== Exercise data ==
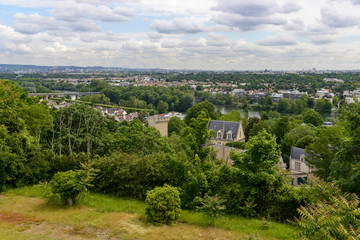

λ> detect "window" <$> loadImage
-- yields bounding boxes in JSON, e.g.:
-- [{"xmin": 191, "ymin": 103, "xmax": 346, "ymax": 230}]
[
  {"xmin": 226, "ymin": 131, "xmax": 232, "ymax": 140},
  {"xmin": 216, "ymin": 130, "xmax": 222, "ymax": 138}
]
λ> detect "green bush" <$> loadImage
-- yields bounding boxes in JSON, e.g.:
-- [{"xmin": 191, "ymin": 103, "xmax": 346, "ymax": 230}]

== What you will do ==
Rename "loadImage" to "readImage" throughout the data above, changing nothing else, and reproduce the result without the pictures.

== Reply ==
λ> detect "window" <$> readImage
-- yields bounding boxes in JSON, e.g.:
-- [{"xmin": 191, "ymin": 103, "xmax": 346, "ymax": 230}]
[
  {"xmin": 226, "ymin": 131, "xmax": 232, "ymax": 140},
  {"xmin": 216, "ymin": 130, "xmax": 222, "ymax": 138}
]
λ> detect "green bush" <$> readImage
-- yields bounding boxes in JSON, e.g.:
-- [{"xmin": 191, "ymin": 103, "xmax": 346, "ymax": 230}]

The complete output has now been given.